--- Begin ---

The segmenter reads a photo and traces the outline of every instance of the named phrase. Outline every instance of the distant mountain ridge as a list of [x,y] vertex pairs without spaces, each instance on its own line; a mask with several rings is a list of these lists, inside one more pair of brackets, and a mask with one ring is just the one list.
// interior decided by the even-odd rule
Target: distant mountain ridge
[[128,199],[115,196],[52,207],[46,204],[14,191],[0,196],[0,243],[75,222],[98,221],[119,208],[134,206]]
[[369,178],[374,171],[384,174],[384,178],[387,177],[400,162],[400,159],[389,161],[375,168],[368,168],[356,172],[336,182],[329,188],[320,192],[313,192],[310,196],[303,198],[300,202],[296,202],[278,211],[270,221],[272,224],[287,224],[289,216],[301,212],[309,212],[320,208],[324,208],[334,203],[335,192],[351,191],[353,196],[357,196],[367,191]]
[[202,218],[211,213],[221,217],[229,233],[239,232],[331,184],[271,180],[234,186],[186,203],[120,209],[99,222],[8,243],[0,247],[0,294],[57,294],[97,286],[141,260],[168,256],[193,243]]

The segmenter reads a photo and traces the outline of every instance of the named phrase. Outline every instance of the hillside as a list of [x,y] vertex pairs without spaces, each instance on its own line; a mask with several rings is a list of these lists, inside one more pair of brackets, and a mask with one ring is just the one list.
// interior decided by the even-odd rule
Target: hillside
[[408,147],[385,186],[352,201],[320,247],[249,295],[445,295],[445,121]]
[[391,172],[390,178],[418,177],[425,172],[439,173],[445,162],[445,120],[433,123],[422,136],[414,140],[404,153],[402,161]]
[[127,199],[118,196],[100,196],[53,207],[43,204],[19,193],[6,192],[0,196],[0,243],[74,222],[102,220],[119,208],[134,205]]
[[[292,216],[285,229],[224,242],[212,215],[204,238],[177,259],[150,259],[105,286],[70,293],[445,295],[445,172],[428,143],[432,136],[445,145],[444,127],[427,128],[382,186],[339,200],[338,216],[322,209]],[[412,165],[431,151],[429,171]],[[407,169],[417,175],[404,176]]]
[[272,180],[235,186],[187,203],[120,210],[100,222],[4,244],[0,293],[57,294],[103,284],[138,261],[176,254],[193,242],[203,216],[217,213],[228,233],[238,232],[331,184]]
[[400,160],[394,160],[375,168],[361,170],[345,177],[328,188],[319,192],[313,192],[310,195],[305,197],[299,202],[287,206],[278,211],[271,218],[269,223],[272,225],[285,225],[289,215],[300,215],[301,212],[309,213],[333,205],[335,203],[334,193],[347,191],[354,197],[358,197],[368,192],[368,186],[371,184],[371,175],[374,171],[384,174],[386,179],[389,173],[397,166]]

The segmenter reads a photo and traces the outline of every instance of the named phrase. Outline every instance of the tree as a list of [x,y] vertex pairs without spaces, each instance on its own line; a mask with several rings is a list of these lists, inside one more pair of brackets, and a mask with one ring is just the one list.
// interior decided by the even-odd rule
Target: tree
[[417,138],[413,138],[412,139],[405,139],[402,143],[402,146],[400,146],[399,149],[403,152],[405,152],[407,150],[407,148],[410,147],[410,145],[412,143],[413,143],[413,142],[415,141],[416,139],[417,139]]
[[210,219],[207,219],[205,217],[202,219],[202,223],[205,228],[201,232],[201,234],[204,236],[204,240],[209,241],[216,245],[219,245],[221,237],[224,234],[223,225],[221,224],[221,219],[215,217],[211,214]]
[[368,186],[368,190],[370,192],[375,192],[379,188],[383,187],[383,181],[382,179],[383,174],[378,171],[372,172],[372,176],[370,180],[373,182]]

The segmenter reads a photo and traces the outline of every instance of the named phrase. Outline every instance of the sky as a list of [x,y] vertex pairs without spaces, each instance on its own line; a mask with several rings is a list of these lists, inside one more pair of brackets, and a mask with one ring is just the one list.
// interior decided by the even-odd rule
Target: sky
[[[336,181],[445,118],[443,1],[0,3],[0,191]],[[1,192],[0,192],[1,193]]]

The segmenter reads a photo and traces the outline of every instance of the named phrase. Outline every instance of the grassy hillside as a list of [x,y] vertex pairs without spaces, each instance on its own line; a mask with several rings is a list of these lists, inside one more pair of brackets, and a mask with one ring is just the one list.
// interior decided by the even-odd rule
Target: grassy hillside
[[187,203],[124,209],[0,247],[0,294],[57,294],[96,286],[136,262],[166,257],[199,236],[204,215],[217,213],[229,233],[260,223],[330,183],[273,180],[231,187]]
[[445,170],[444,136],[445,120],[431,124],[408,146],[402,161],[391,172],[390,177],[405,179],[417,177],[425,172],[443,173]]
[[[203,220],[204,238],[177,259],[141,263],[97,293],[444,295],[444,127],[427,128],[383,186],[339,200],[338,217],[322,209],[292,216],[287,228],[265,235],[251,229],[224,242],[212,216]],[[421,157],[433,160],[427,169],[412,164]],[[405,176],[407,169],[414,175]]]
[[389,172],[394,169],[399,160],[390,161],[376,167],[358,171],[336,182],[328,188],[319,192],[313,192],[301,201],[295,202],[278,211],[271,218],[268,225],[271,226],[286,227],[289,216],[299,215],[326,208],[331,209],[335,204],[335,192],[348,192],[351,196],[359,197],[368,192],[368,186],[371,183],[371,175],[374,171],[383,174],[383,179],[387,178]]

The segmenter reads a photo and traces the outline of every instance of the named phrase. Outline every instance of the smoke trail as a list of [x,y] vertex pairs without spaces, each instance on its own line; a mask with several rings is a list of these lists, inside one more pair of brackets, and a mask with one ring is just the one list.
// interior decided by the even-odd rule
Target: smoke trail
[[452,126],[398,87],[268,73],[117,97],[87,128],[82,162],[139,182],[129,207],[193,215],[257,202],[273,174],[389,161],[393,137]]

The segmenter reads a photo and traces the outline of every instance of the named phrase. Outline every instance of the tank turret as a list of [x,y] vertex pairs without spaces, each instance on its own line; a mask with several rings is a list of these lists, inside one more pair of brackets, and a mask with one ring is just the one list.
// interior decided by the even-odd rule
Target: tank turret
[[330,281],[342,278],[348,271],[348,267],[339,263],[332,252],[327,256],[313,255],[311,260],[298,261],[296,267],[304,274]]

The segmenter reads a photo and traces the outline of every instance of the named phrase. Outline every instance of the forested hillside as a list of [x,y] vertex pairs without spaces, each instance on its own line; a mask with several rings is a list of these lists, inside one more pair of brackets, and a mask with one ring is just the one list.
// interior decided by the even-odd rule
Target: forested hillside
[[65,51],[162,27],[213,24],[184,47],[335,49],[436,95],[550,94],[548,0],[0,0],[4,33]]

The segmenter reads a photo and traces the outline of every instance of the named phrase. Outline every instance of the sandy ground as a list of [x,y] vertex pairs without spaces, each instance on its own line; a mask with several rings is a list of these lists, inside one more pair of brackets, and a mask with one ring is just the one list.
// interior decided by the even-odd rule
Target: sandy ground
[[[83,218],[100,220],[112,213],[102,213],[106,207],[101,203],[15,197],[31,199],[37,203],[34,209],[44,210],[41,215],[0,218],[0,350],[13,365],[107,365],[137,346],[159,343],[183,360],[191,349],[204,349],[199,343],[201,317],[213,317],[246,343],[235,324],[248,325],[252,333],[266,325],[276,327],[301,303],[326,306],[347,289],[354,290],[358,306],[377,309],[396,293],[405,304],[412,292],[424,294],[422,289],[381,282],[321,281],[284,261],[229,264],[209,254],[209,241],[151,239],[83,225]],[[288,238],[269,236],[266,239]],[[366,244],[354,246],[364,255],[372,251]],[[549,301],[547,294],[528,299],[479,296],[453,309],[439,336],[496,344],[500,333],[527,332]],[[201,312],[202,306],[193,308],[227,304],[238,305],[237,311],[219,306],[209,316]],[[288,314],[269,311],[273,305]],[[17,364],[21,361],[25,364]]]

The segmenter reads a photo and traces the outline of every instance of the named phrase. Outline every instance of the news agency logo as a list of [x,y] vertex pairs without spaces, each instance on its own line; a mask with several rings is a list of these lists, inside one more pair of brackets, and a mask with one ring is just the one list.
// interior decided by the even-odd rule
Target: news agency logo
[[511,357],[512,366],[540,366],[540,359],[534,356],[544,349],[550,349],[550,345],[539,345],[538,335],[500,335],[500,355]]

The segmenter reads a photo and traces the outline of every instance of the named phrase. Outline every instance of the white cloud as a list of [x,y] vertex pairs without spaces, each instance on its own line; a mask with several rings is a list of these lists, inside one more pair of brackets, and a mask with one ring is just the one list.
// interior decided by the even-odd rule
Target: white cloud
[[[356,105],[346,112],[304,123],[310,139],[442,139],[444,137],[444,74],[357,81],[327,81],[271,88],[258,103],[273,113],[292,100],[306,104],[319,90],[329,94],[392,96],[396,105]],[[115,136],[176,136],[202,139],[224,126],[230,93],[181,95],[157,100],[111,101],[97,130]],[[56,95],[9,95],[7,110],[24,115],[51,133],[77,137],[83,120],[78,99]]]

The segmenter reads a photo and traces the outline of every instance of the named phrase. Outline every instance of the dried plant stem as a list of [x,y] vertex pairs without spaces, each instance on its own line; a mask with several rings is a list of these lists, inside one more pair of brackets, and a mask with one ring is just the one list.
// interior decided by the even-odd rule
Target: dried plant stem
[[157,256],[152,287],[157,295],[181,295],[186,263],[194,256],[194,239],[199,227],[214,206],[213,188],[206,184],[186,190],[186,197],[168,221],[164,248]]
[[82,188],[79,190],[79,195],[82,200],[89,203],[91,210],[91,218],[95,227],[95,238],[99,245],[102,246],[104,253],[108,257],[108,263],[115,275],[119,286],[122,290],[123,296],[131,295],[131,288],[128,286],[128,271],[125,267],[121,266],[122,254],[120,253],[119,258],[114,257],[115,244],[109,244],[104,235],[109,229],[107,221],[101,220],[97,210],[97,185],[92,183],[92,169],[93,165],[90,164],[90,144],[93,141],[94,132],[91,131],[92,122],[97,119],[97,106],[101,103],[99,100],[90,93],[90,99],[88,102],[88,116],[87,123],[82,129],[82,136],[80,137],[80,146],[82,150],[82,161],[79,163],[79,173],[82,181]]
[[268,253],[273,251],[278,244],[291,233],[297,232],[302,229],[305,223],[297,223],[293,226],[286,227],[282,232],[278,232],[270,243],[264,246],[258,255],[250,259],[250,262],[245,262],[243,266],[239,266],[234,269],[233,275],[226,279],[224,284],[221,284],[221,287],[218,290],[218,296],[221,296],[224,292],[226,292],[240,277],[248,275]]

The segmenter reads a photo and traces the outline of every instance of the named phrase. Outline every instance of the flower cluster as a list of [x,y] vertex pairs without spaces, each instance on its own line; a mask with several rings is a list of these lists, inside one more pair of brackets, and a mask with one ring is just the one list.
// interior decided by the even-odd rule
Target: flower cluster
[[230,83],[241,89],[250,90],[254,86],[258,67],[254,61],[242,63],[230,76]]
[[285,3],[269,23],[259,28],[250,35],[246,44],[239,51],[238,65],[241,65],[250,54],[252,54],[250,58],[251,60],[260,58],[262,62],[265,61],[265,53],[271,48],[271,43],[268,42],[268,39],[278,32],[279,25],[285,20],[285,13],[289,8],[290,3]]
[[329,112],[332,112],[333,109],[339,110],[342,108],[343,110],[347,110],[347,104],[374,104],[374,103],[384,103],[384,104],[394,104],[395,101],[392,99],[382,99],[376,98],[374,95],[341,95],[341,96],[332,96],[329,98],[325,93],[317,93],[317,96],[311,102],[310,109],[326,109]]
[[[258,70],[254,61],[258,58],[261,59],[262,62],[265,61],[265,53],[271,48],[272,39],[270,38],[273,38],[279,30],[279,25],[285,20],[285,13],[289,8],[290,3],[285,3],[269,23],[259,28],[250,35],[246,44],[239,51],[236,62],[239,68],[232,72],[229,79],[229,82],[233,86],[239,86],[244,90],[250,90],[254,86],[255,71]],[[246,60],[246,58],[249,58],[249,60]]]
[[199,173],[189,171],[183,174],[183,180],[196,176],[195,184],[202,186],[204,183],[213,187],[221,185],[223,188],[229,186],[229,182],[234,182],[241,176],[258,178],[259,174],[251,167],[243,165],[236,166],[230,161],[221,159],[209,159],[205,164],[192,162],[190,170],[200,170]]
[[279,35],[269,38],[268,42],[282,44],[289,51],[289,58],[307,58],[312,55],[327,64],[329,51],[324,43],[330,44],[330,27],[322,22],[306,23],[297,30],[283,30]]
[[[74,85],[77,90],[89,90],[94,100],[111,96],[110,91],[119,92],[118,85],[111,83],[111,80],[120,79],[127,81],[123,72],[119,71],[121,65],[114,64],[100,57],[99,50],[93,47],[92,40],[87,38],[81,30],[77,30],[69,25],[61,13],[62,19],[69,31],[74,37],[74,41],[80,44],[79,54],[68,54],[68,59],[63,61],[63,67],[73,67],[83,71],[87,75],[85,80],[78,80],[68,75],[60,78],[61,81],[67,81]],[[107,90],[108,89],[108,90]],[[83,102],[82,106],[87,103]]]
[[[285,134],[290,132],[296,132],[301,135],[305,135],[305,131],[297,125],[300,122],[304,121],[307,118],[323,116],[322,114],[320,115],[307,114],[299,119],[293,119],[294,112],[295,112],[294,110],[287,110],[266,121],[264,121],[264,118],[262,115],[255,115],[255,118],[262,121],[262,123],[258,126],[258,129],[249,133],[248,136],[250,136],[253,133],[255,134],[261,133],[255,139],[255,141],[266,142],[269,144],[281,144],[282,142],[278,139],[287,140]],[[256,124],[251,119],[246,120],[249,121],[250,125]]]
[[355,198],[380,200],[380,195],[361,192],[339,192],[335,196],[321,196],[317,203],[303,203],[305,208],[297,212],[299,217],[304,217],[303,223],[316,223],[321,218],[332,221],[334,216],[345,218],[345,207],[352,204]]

--- End ---

WORK TO BE COMPLETED:
Reproduce everything from the line containing "of the grassy" down to the line containing "Target: grassy hillside" in the records, swapping "segmenter" for "annotator" and leaving all else unchanged.

TASK OUTPUT:
The annotator reads a photo and traces the outline of every instance of the named phrase. Outline every instance of the grassy hillside as a list of [x,y] vertex pairs without spaces, each instance on its own line; a mask with several rings is a list of these lists, inside one more pair of brackets, and a mask with one ring is just the one list.
// interior decided by the even-odd rule
Target: grassy hillside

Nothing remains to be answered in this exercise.